PROVIDED TEXT:
►
The chalk lying beneath your feet, can be dated back 80-100 million years
when the whole of north west Europe was beneath the sea, and was created
by the algae living in the ocean.
The chalk
is composed of little plates formed from the algae, which are known as
coccoliths. These are very pure calcium carbonate, which the algae extract
from the sea water that are then secreted as white calcium carbonate.
So, around
90 million years ago, the area where the city of St Albans now sits was,
like most of southern Britain, under the sea. But between that time and
around 2 million years ago, not much is known about what happened as there
is not much evidence in the form of deposits.
What is known
is that the chalk has been here far longer than the Ver. But this is not
the only river that has run through this area. It is the legacy left by
a far more famous river and maybe, if it wasn't for the ice age, St Albans
may well have been England's capital city!
◄
STATED EXERCISE A:
Using the St Albans chalk text, decide whether each statement agrees with it. Answer yes or no for each one, and quote the words from the text that settle it. (i) The chalk was made by algae living in the ocean. (ii) Around 90 million years ago, most of southern Britain was above the sea. (iii) The Ver is older than the chalk.
STATED EXERCISE B:
Rewrite the part of the St Albans chalk text that begins at the words "What is known" and stops after "England's capital city!". Rename "far more famous" as "much better known".
Base your answers on the St Albans chalk text alone.

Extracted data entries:
►
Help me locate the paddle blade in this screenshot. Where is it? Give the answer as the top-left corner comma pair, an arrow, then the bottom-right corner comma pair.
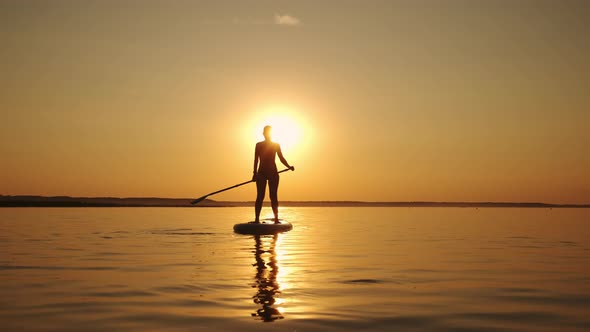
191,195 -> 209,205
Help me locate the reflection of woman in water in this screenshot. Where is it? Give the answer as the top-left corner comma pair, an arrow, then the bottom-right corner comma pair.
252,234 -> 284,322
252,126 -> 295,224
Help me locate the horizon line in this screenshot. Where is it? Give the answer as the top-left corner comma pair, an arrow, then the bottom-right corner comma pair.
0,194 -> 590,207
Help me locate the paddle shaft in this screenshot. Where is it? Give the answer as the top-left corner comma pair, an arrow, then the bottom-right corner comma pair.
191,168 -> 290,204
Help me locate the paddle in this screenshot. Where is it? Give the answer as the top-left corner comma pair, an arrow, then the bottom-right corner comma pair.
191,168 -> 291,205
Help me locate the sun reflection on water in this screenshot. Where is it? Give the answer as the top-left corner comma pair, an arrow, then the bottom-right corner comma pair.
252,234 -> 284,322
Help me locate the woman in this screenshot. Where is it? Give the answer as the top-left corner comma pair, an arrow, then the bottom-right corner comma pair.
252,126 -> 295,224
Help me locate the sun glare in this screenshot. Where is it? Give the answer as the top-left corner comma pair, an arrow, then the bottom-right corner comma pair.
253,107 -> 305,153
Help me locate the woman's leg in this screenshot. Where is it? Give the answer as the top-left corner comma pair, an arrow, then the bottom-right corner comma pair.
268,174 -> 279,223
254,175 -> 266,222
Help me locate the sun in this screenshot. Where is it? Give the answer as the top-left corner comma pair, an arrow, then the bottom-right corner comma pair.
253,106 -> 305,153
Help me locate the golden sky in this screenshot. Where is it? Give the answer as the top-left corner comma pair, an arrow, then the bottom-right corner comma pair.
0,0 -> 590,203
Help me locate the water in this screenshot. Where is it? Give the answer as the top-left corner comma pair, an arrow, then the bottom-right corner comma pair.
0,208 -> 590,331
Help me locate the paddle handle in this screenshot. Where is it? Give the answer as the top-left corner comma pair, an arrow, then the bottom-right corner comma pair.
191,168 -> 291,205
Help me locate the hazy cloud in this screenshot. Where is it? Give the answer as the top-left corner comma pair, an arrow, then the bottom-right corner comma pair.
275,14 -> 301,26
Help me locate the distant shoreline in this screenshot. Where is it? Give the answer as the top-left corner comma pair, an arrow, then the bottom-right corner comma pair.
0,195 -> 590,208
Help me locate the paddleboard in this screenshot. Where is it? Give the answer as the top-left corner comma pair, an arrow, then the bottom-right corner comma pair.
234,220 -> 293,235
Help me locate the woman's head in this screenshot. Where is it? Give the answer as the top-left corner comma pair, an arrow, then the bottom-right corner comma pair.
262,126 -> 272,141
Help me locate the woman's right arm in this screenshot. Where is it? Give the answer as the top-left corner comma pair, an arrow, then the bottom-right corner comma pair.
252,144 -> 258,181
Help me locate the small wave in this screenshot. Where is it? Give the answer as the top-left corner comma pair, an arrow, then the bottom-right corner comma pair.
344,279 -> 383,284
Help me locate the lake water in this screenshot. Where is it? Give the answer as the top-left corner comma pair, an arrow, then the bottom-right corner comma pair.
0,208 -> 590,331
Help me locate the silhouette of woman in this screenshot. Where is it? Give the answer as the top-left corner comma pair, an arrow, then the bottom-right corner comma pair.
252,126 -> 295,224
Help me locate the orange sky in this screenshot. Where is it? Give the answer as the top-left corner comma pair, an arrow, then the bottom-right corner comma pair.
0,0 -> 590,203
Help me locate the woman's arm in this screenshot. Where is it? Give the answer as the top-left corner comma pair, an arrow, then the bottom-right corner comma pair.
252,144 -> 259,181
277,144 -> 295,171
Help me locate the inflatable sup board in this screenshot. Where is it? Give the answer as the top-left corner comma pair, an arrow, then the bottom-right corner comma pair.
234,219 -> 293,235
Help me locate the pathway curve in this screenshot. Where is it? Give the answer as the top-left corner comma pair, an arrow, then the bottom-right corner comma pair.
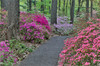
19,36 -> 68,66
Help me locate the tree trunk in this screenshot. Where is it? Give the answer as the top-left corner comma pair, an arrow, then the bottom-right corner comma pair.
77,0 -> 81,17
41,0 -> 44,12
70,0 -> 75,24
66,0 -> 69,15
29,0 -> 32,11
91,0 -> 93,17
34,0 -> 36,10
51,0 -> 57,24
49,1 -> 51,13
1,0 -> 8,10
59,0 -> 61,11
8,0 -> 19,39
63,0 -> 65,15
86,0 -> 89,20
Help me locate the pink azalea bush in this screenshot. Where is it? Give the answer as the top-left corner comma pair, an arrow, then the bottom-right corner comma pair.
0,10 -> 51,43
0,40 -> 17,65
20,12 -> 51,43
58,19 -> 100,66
◄
►
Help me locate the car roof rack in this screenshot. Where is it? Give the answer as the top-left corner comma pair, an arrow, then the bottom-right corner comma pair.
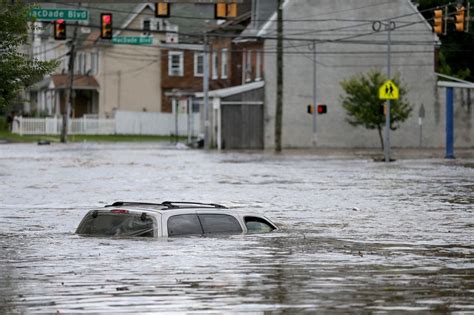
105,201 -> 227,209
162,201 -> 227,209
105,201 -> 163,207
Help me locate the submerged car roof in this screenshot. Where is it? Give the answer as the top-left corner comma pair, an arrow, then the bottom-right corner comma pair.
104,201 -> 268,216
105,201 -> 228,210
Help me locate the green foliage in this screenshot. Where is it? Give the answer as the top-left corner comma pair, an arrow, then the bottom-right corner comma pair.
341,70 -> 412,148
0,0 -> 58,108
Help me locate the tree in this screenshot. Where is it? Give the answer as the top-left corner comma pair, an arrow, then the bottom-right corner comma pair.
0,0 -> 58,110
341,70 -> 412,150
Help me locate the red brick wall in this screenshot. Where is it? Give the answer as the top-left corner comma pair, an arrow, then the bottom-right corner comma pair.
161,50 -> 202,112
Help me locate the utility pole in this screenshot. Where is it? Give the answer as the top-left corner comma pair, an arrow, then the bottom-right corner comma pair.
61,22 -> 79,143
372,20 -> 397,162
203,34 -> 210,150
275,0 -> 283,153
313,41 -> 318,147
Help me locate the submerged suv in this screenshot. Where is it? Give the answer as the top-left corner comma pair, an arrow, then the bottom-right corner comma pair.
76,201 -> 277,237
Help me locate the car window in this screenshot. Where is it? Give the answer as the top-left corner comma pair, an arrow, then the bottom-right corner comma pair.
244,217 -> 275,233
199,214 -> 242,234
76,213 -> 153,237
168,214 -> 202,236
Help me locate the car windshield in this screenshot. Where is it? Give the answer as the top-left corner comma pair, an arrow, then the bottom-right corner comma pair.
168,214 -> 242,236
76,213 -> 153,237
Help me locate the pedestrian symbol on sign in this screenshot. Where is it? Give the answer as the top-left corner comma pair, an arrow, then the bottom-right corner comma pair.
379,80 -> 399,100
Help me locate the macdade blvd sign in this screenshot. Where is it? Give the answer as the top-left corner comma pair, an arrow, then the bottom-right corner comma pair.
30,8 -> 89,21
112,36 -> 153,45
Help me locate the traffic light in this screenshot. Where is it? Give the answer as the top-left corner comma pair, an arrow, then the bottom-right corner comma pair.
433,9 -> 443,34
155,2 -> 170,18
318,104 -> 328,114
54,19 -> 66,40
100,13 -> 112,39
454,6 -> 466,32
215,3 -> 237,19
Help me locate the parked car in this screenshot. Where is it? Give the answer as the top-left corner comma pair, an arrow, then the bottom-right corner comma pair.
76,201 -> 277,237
◄
WRITTEN ANSWER A:
(i) Yes: "was created by the algae living in the ocean."
(ii) No: "like most of southern Britain, under the sea."
(iii) No: "the chalk has been here far longer than the Ver."

WRITTEN ANSWER B:
What is known
is that the chalk has been here far longer than the Ver. But this is not
the only river that has run through this area. It is the legacy left by
a much better known river and maybe, if it wasn't for the ice age, St Albans
may well have been England's capital city!